- _Required task_
It is required that all of the data be written out exactly.

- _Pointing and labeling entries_
>> Begin

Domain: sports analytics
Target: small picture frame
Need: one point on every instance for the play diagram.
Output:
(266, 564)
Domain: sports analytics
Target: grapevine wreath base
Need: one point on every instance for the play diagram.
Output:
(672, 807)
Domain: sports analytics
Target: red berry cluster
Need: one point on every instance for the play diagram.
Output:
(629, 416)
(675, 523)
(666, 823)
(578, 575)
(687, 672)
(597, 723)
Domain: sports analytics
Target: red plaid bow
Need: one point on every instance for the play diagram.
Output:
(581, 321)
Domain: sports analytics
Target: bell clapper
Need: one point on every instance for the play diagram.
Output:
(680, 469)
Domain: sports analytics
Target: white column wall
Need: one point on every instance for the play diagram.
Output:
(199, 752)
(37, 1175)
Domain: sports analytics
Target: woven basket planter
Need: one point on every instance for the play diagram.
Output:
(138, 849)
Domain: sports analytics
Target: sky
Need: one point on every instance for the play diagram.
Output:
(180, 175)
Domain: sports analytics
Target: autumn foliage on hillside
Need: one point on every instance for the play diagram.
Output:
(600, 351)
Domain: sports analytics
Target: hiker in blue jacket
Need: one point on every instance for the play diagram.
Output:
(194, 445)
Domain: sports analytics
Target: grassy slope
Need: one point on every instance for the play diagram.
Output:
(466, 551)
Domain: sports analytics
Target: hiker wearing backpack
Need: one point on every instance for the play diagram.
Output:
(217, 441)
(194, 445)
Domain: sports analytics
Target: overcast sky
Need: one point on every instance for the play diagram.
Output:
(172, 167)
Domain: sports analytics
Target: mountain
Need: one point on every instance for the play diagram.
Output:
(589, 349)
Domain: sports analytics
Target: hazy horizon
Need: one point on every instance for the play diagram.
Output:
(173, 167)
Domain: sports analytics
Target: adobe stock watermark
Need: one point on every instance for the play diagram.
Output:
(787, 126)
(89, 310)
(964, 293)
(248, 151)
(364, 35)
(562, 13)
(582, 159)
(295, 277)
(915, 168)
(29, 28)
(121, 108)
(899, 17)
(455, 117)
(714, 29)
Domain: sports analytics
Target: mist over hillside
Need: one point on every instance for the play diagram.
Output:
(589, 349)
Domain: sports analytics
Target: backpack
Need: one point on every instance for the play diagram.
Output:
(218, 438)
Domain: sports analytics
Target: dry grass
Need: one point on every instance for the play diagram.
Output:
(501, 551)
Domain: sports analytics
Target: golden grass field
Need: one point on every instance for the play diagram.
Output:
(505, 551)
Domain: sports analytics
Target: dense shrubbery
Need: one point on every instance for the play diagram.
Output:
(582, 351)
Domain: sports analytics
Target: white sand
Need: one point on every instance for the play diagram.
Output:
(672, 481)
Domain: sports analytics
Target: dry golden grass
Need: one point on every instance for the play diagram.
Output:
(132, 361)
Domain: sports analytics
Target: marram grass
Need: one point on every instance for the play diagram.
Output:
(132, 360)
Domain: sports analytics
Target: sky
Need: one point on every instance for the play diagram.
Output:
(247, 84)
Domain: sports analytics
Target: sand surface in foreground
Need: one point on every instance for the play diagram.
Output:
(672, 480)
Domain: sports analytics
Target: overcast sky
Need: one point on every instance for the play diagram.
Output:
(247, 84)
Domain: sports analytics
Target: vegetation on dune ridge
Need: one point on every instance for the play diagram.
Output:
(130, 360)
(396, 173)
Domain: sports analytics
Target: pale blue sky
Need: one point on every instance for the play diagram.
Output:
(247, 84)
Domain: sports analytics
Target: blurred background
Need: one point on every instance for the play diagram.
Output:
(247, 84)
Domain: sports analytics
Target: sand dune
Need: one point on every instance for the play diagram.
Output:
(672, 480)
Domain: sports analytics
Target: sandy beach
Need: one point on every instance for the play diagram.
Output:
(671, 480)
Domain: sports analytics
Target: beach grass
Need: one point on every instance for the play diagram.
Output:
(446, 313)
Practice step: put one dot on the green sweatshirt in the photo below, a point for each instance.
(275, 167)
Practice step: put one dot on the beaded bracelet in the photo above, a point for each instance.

>> End

- _Solution to the problem_
Domain: sports analytics
Target: small picture frame
Need: one point on every instance for the play diagram.
Output:
(266, 564)
Domain: sports analytics
Target: grapevine wreath base
Need: one point on every instance for the play diagram.
Output:
(672, 807)
Domain: sports analytics
Target: red berry cluster
Need: one point on every instance for the play diagram.
Output:
(629, 416)
(675, 523)
(666, 823)
(578, 575)
(687, 672)
(597, 723)
Domain: sports analytics
Target: red plaid bow
Need: one point on every instance for the play diagram.
Output:
(581, 321)
Domain: sports analytics
Target: bell clapper
Need: one point on every instance for the play diagram.
Output:
(680, 469)
Domain: sports analytics
Target: white column wall
Need: one point on every instance for the play diagram.
Output:
(199, 752)
(37, 1175)
Domain: sports analytics
Target: woven basket planter
Need: one point on every instance for the play diagram.
Output:
(138, 849)
Domain: sports analytics
Target: sky
Need: one point on every instance for the play diagram.
Output:
(180, 175)
Domain: sports analytics
Target: autumn foliage on hillside
Need: one point on every instance for the play diagram.
Output:
(600, 351)
Domain: sports analytics
Target: hiker in blue jacket
Need: one point on every instance for the play diagram.
Output:
(194, 445)
Domain: sports analytics
Target: grassy slope
Need: one point on every instance for the play diagram.
Output:
(466, 551)
Domain: sports analytics
Target: hiker wearing backpack
Need: one point on every instance for the play diagram.
Output:
(217, 441)
(194, 445)
Domain: sports analytics
Target: overcast sky
Need: one point on every instance for the play diagram.
Output:
(172, 167)
Domain: sports analytics
Target: mountain
Need: one point on every instance for the play diagram.
Output:
(589, 349)
Domain: sports analytics
Target: hazy horizon
Need: one point on every instance for the play diagram.
Output:
(173, 167)
Domain: sports analytics
Target: adobe stock watermark
Need: one point on every instance for the play diagram.
Output:
(787, 126)
(89, 310)
(964, 293)
(248, 151)
(364, 35)
(562, 13)
(582, 159)
(295, 277)
(915, 168)
(29, 28)
(121, 108)
(899, 17)
(455, 117)
(714, 29)
Domain: sports analytics
Target: mist over hillside
Need: one point on every instance for the play diagram.
Output:
(589, 349)
Domain: sports analytics
Target: backpack
Need: one point on every instance for the play diagram.
Output:
(218, 438)
Domain: sports analytics
Target: dry grass
Need: one point on every instance for the play diagram.
Output:
(501, 551)
Domain: sports analytics
Target: golden grass field
Need: one point on every instance for the play diagram.
Output:
(505, 551)
Domain: sports analytics
Target: dense shrubbery
Need: one point on every instance for the play diagram.
Output:
(582, 351)
Domain: sports analytics
Target: white sand
Need: one point on every instance for the play diagram.
Output:
(672, 481)
Domain: sports analytics
Target: dry golden grass
Need: one point on every instance for the play diagram.
Output:
(132, 361)
Domain: sports analytics
Target: marram grass
Need: one point on every instance for the play diagram.
Output:
(132, 360)
Domain: sports analytics
Target: sky
Need: one point on every instance for the play diagram.
Output:
(247, 84)
Domain: sports analytics
Target: sand surface in foreground
Need: one point on every instance for the play diagram.
Output:
(672, 480)
Domain: sports analytics
Target: overcast sky
Need: one point on every instance for the play diagram.
Output:
(247, 84)
Domain: sports analytics
Target: vegetation on dune ridge
Need: one point on every instance for the play diagram.
Output:
(130, 360)
(396, 173)
Domain: sports analytics
Target: pale blue sky
Need: one point on every instance for the play diagram.
Output:
(247, 84)
Domain: sports analytics
Target: blurred background
Need: one point on every instance for the play diagram.
Output:
(247, 84)
Domain: sports analytics
Target: sand dune
Need: one point on every instance for the play diagram.
Output:
(672, 480)
Domain: sports analytics
Target: sandy beach
Need: one point on every instance for the play diagram.
Output:
(671, 480)
Domain: sports analytics
Target: beach grass
Need: one point on every instance for the play diagram.
Output:
(446, 313)
Practice step: put one dot on the green sweatshirt in the photo below, a point for each instance.
(275, 167)
Practice step: put one dot on the beaded bracelet in the photo above, a point for each instance.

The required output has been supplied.